━━━ Source data ━━━

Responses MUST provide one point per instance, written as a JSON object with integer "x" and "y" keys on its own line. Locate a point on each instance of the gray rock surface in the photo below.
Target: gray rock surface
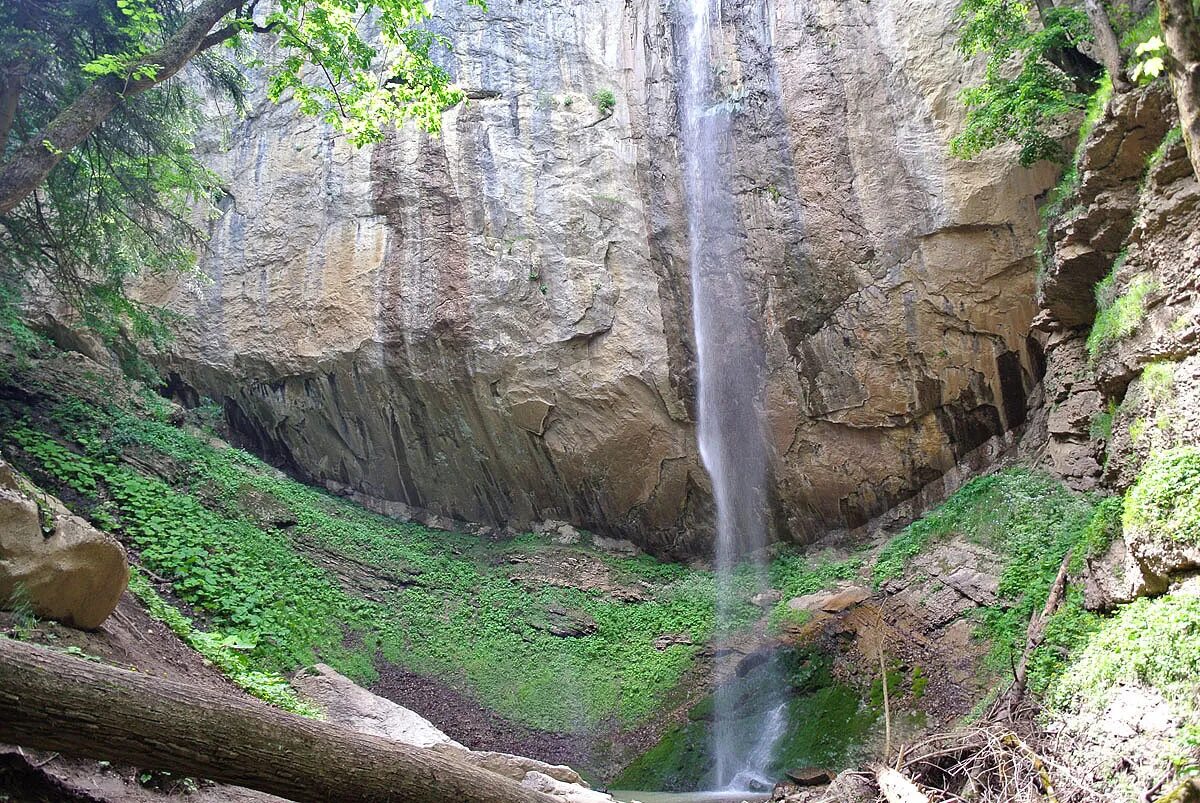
{"x": 53, "y": 562}
{"x": 347, "y": 703}
{"x": 493, "y": 323}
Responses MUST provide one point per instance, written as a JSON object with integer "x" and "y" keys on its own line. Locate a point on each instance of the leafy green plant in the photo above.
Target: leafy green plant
{"x": 1151, "y": 54}
{"x": 1020, "y": 107}
{"x": 1164, "y": 502}
{"x": 221, "y": 651}
{"x": 1150, "y": 641}
{"x": 448, "y": 609}
{"x": 1120, "y": 317}
{"x": 605, "y": 101}
{"x": 24, "y": 621}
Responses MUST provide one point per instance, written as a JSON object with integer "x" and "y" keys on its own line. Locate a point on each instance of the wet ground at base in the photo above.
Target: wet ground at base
{"x": 689, "y": 797}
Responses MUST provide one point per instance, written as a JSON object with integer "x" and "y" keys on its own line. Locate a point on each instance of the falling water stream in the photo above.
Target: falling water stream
{"x": 731, "y": 429}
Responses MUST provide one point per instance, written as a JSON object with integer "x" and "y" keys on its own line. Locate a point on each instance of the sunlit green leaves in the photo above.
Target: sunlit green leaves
{"x": 1023, "y": 93}
{"x": 1152, "y": 54}
{"x": 335, "y": 71}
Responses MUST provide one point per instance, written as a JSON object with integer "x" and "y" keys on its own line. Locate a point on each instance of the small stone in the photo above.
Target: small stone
{"x": 845, "y": 599}
{"x": 767, "y": 598}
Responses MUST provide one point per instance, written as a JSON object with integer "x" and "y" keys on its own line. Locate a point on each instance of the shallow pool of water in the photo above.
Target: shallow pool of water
{"x": 689, "y": 797}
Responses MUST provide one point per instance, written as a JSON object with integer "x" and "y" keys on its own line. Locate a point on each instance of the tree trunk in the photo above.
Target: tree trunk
{"x": 52, "y": 701}
{"x": 1181, "y": 31}
{"x": 34, "y": 161}
{"x": 1036, "y": 631}
{"x": 1107, "y": 46}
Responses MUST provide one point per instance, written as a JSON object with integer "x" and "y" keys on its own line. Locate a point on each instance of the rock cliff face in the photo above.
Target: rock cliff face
{"x": 493, "y": 323}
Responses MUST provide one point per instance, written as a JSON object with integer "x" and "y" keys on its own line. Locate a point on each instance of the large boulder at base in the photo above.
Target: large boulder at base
{"x": 69, "y": 570}
{"x": 351, "y": 705}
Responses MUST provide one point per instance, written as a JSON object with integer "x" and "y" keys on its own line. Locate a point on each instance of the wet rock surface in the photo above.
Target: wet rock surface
{"x": 493, "y": 323}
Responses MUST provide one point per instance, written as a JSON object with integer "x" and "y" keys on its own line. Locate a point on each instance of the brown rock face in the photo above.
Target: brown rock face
{"x": 73, "y": 573}
{"x": 493, "y": 323}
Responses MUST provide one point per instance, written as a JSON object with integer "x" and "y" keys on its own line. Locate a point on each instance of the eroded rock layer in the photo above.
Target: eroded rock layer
{"x": 493, "y": 323}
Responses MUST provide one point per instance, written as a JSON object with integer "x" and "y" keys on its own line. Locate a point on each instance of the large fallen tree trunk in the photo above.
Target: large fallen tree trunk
{"x": 52, "y": 701}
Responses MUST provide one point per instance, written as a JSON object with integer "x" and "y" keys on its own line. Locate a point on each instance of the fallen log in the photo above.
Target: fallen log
{"x": 1035, "y": 635}
{"x": 52, "y": 701}
{"x": 897, "y": 787}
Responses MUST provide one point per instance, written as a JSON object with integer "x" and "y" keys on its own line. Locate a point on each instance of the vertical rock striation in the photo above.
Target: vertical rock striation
{"x": 493, "y": 323}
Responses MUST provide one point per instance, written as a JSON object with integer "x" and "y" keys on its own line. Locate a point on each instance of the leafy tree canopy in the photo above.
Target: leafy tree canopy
{"x": 1031, "y": 79}
{"x": 97, "y": 177}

━━━

From the first line to the last, retype the data above exactly, but not its images.

Responses MUST provide one point per instance, written as a JSON object with integer "x" and "y" keys on its own line. Locate a point on each instance of the gray rock surface in the photo below.
Target: gray rock surface
{"x": 53, "y": 562}
{"x": 347, "y": 703}
{"x": 493, "y": 323}
Responses MUST provide one point per instance, written as a JSON object with integer "x" and "y" keys on its own line. Locate a point on each instance of the leafy green plant in the photo above.
Target: leafy green plant
{"x": 1151, "y": 54}
{"x": 1020, "y": 107}
{"x": 1164, "y": 502}
{"x": 221, "y": 651}
{"x": 1150, "y": 641}
{"x": 448, "y": 609}
{"x": 1120, "y": 317}
{"x": 605, "y": 101}
{"x": 24, "y": 621}
Responses MUST provide one point per instance, written as a JSON object with integer "x" and "y" keys on its own line. Locate a point on each instance of the wet ground at base in the photo above.
Target: wet ground at base
{"x": 689, "y": 797}
Responses MUST provide one point per instance, written as a JSON object with integer "x" and "y" keys on its own line. Locate a point on each instance of the falling water stream in the photo above.
Target: falling water stream
{"x": 731, "y": 429}
Responses MUST provide one point per instance, written as a JSON object with integer "x" and "y" keys on its own line. Locate a point on each instance of the sunlit green leaves in the photo above.
Target: sunlit green leaves
{"x": 1023, "y": 93}
{"x": 1152, "y": 54}
{"x": 335, "y": 71}
Responses MUST provide one point per instance, written as a JSON object with integer "x" and "y" keys on its own line. Locate a point on each instance of the small stone in the photo above.
Target: small stone
{"x": 845, "y": 599}
{"x": 767, "y": 598}
Responses MUST provide one point per instance, written as a JSON object with integer "x" and "y" keys on its own line. Locate a point on each instance of the shallow pool of water in the photo above.
Target: shallow pool of water
{"x": 689, "y": 797}
Responses MUST provide one point per instance, written as a JSON object with integer "x" and "y" keys on its own line. Locate a point on each instance of the tree trunk in the photo above.
Target: tree trunk
{"x": 52, "y": 701}
{"x": 1181, "y": 31}
{"x": 34, "y": 161}
{"x": 1036, "y": 631}
{"x": 1107, "y": 46}
Responses MUST provide one point per instance, written as a JSON object with integer "x" and "y" keys on its own line. Locate a point on each instance of the rock cliff face in the photo above.
Target: rock cliff face
{"x": 493, "y": 323}
Responses MUST provide one point per instance, written as a JSON object with integer "x" and "y" keys on its own line. Locate a point on each instance of the large boulder at base in the photo above.
Target: large boulder at base
{"x": 69, "y": 570}
{"x": 351, "y": 705}
Responses MUST provide one point per instance, written as a JSON object with integer "x" and "y" keys on its own line. Locate a point on each instance of the wet rock surface in the photo above.
Target: wet rock surface
{"x": 493, "y": 323}
Responses MUST provide one point per instance, written as a JSON object with integer "x" and "y" keys on its own line. Locate a point on each instance of the brown rock face in the photo above.
Target: brown rock face
{"x": 73, "y": 573}
{"x": 493, "y": 323}
Responses MUST provide one point per instance, written as a JSON object with integer "x" and "y" keys on its own line. Locate a point on each instance of the eroded rock layer in the photo above.
Target: eroded rock layer
{"x": 493, "y": 323}
Responses MUST provide one point per instance, written as a JSON object with integer "x" and "y" keys on its own line. Locate a point on each instance of the large fallen tree trunk in the photo above.
Target: large fallen tree trunk
{"x": 52, "y": 701}
Responses MUST provide one point per instance, written as a JSON object with integer "x" and "y" keys on its own line. Locate a point on each instance of the fallen log in the photo above.
Target: fallen log
{"x": 1035, "y": 635}
{"x": 52, "y": 701}
{"x": 897, "y": 787}
Responses MUST provide one point per instance, written as a JSON object with integer "x" and "y" keys on its own line. Locate a point on each instance of the vertical rock striation in the photo above.
Target: vertical rock striation
{"x": 493, "y": 323}
Responses MUST provide one point per instance, written as a JSON object with integer "x" and "y" keys on its own line. Locate a point on each instance of the leafy tree canopy in the photo above.
Target: leafy tree canopy
{"x": 1031, "y": 79}
{"x": 97, "y": 177}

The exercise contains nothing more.